• _Goal_
Extract the lines of the data below, from its very first line through the line that contains "x=779 y=342", inclusive. Reproduce them without any change.

[Items stored from a collection]
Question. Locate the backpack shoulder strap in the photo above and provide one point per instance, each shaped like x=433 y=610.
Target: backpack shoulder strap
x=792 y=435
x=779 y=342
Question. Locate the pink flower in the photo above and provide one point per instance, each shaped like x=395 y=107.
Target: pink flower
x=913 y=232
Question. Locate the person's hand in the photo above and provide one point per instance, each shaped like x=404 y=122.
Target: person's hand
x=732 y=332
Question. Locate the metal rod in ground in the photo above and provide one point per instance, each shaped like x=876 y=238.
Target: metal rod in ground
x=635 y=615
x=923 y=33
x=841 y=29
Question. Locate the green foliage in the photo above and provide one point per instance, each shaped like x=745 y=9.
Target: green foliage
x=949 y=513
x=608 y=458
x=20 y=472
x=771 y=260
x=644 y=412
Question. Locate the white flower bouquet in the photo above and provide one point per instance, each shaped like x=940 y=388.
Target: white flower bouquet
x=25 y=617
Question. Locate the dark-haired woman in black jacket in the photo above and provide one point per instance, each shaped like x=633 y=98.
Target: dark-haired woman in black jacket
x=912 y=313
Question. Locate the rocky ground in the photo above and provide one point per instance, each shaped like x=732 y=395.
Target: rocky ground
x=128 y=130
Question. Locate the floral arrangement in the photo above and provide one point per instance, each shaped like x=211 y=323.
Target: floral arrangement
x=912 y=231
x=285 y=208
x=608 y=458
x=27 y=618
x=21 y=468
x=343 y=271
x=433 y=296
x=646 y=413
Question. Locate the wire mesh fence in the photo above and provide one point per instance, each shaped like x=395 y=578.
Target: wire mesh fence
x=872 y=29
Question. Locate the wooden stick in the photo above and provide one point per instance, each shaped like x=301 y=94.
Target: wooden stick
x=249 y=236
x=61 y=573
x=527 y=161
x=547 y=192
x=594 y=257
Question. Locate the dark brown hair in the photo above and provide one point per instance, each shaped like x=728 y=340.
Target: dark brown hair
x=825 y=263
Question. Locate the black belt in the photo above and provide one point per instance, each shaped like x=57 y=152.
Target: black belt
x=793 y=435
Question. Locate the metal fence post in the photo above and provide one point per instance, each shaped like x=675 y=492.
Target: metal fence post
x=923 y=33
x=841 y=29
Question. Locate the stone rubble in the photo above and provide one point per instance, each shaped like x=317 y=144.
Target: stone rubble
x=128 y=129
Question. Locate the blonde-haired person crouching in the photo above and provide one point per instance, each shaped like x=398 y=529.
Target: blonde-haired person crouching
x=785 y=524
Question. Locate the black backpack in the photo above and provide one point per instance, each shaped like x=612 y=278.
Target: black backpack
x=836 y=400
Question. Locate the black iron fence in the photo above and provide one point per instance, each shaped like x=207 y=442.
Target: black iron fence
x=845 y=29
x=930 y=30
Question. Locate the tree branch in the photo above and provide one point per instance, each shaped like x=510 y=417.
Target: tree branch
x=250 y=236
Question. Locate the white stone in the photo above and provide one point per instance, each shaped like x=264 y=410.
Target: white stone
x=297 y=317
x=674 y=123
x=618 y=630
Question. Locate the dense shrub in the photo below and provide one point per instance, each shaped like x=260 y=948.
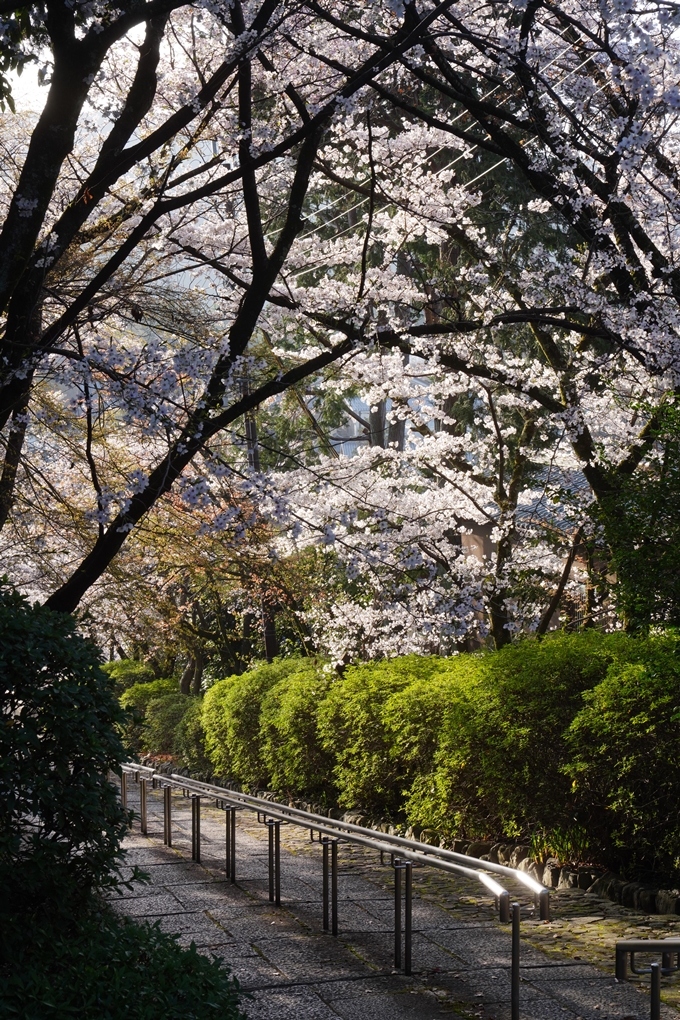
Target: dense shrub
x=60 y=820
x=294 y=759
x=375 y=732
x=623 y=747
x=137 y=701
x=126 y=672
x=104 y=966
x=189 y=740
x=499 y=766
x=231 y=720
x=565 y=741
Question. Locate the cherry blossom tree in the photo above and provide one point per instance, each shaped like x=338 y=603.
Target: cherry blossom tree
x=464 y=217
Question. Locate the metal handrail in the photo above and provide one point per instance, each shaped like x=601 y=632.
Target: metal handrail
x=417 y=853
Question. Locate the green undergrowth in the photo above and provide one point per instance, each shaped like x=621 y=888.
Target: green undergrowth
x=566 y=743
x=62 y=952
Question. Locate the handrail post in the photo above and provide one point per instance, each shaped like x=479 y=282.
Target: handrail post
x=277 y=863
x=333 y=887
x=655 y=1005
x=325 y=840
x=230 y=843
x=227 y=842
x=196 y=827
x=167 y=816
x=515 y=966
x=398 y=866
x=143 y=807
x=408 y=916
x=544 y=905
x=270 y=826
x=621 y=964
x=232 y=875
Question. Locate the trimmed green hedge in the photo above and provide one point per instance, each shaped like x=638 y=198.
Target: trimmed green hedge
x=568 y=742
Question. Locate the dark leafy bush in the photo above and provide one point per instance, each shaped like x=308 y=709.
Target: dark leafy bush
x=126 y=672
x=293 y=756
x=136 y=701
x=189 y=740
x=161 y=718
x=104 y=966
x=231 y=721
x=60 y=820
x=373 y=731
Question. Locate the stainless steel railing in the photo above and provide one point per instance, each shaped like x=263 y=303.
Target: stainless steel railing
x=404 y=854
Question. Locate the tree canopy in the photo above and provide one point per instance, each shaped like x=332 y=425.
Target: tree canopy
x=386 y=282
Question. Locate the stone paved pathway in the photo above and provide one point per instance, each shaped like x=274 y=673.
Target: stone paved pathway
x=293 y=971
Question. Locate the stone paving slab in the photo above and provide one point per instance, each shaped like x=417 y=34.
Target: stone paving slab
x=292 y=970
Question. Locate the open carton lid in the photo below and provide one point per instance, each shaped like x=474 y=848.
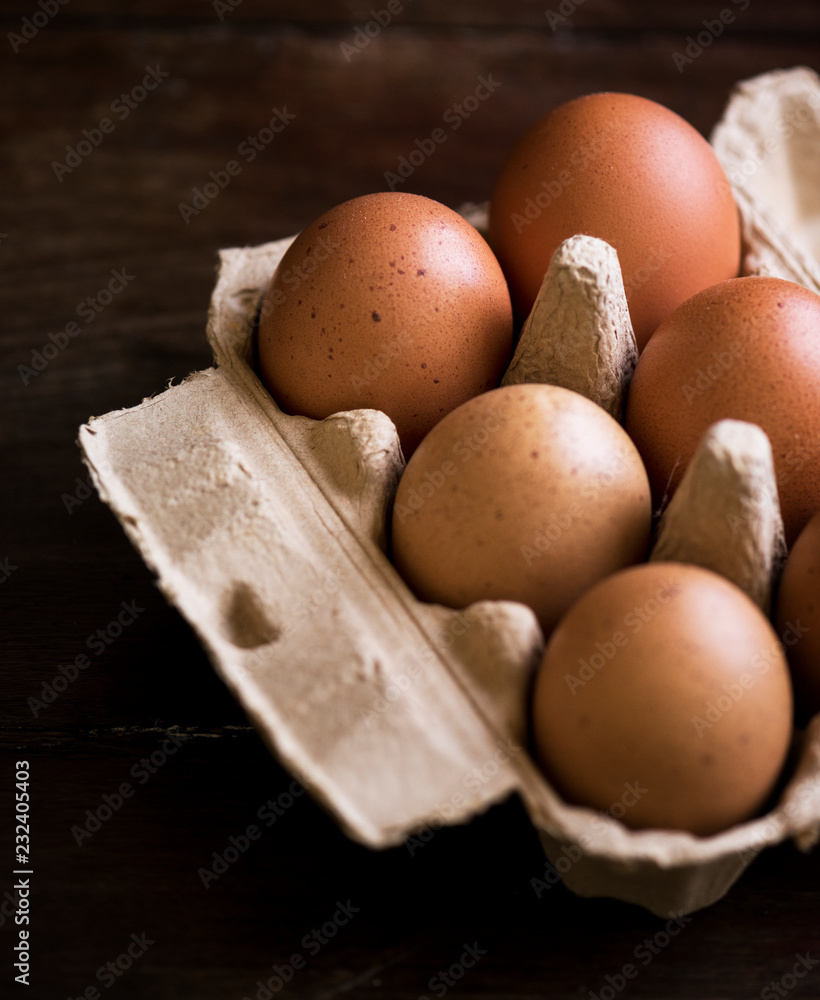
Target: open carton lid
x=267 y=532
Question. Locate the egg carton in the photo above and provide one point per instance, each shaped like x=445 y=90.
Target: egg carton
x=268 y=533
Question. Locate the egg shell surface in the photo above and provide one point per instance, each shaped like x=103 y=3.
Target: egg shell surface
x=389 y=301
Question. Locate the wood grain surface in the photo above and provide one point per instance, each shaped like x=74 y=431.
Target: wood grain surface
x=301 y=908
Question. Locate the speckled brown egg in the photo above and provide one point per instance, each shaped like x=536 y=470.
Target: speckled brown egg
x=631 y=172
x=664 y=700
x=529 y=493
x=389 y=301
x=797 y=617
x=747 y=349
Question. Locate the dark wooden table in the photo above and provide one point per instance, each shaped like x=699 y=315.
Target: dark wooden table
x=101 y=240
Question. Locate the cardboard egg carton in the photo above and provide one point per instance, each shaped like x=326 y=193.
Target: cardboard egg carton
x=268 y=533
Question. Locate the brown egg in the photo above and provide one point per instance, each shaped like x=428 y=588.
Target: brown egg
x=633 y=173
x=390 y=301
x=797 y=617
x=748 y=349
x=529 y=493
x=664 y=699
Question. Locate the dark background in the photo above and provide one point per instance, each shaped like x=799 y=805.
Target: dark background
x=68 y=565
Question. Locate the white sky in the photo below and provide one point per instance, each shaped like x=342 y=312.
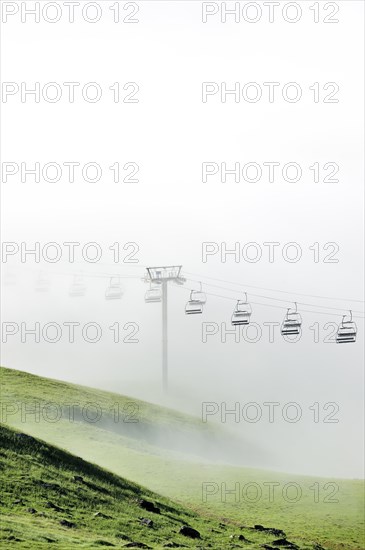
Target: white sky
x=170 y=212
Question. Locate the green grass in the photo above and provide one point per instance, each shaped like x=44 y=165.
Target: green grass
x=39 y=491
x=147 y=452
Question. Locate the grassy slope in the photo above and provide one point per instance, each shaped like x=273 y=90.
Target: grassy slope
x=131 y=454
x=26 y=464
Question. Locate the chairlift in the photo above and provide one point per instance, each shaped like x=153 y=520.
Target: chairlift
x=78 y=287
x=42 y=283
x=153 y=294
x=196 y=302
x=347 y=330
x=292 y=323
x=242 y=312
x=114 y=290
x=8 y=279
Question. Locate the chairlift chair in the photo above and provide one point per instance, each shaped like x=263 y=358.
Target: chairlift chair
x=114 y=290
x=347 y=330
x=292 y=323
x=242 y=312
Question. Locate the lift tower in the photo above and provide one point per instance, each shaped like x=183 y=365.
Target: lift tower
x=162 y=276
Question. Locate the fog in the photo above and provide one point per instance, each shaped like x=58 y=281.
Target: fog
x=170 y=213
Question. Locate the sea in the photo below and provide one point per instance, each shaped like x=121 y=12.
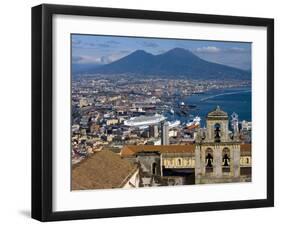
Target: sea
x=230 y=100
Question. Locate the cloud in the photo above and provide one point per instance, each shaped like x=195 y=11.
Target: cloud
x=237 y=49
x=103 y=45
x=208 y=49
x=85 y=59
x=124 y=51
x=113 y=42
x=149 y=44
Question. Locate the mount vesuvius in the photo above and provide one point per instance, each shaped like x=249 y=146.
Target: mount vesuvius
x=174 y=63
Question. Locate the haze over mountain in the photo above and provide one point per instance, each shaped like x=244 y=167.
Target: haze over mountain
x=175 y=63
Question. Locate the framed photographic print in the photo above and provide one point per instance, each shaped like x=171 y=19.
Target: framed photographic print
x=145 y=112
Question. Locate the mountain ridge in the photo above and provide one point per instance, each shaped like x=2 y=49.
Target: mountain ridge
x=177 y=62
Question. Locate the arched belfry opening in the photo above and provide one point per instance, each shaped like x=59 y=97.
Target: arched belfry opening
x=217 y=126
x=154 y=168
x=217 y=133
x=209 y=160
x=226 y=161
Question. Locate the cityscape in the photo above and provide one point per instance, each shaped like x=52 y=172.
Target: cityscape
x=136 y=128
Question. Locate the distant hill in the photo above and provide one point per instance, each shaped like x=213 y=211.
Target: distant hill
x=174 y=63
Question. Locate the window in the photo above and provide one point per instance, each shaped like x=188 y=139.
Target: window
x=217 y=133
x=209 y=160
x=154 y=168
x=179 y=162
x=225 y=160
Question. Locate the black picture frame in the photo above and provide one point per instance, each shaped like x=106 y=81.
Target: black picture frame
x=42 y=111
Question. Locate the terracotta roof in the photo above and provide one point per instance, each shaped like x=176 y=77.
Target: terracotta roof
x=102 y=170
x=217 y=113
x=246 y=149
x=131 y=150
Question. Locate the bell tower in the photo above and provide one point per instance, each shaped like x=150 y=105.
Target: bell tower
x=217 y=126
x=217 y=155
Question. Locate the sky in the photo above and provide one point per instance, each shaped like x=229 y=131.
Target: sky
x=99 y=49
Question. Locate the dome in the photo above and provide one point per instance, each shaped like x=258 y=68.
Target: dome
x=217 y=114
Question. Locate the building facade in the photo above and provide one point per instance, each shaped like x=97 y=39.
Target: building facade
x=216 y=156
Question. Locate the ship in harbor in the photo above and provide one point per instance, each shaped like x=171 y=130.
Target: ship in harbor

• _Correct result_
Question. Locate the backpack shoulder strap in the photo above and provide one point per instance, each shaped like x=433 y=610.
Target: backpack shoulder strap
x=792 y=435
x=779 y=342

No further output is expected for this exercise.